#### [WHAT IS REQUIRED]
The records beneath should be restated word for word.

= = =

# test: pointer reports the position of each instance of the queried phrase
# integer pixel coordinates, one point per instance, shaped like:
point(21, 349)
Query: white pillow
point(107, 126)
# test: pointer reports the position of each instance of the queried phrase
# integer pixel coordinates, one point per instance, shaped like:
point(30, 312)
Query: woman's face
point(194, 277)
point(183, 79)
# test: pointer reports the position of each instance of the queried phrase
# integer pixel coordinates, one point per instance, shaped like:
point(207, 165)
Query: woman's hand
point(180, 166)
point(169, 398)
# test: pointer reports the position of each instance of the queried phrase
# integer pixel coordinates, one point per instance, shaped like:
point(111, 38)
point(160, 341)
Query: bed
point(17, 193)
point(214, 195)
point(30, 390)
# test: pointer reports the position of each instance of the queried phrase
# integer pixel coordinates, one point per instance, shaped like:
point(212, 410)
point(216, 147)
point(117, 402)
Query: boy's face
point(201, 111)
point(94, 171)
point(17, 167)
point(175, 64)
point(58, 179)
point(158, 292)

= = =

#### [REPLY]
# test: pointer reports the position of each instance of the queried phrase
# integer pixel coordinates, one point per instance, shaped like:
point(21, 349)
Query: white pillow
point(107, 126)
# test: pointer reports the position of each instance of the queried phrase
# integer pixel coordinates, one point per instance, shaped like:
point(30, 312)
Query: woman's face
point(194, 277)
point(183, 79)
# test: pointer reports the position of each instance of the queried phrase
# integer pixel coordinates, one point per instance, shaped like:
point(207, 165)
Query: woman's hand
point(180, 166)
point(169, 398)
# test: pointer reports the position of each instance of the queried phrase
# integer pixel coordinates, one point per instance, shaped like:
point(111, 38)
point(160, 341)
Query: bed
point(17, 193)
point(214, 195)
point(30, 390)
# test: pointer reports the position of each instance of the queried phrase
# integer pixel coordinates, one point per instance, shaped like:
point(212, 410)
point(216, 147)
point(117, 402)
Query: boy's face
point(201, 111)
point(94, 171)
point(17, 167)
point(175, 64)
point(58, 179)
point(158, 292)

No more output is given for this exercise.